What you are asked to do:
The answer must be an exact copy of the entries that follow, with all images removed.
Data listing: Begin
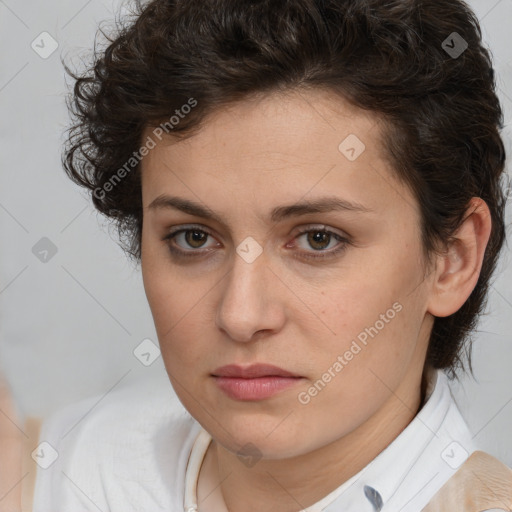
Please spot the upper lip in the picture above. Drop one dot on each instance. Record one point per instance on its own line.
(252, 371)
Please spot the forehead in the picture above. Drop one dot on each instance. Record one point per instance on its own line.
(291, 145)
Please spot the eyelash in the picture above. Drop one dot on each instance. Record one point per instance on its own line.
(194, 253)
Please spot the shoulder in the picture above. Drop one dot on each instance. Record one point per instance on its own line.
(482, 483)
(123, 450)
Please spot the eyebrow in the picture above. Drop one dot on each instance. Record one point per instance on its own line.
(279, 213)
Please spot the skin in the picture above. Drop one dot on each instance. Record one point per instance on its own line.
(296, 313)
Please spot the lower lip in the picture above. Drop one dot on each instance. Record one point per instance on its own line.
(254, 389)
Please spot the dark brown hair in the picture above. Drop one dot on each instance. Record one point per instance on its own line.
(397, 58)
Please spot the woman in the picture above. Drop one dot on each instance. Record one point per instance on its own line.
(313, 191)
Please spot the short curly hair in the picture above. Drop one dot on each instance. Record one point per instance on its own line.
(420, 64)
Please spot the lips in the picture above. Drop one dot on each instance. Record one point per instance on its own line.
Data listing: End
The completed task:
Please spot the upper lip in the picture above. Drop one dot on each instance. Record one point per instance on its own line.
(252, 371)
Please spot the forehead in the picture above. Drop one dot on each instance. Record one point per instance on its own line.
(291, 145)
Please spot the eyelash in the picture above. Drop one dot on each instance. Record one point per instance on its own line.
(194, 253)
Please spot the shoulder in the picture above. Drop one dot on each instance. Record one point per instance on its own line.
(482, 483)
(123, 450)
Please spot the eyebrow in the picture above. Drop one dot on each instance. Record one point per instance on its own line.
(279, 213)
Please spot the skin in the picture above. Drop one dot on each instance. Record one point per instance on its own line.
(296, 313)
Please spot the lower lip in the picture above. Drop one dot on each instance. Record one point per instance on its own line.
(254, 389)
Please spot the dark brown hair in the picture above. Drop one dot on each instance. Record one point per instance on its own line.
(397, 58)
Please spot the woman in the picture above. Drop one dot on each instance. Record one point per instance on its own line.
(313, 191)
Please spot the short curly hair in the picture above. Drop one dot on each instance. Record one point per instance on its own line.
(420, 64)
Please spot the lips in the picture above. Drop one dot on each instance. Record one point per instance on its own line.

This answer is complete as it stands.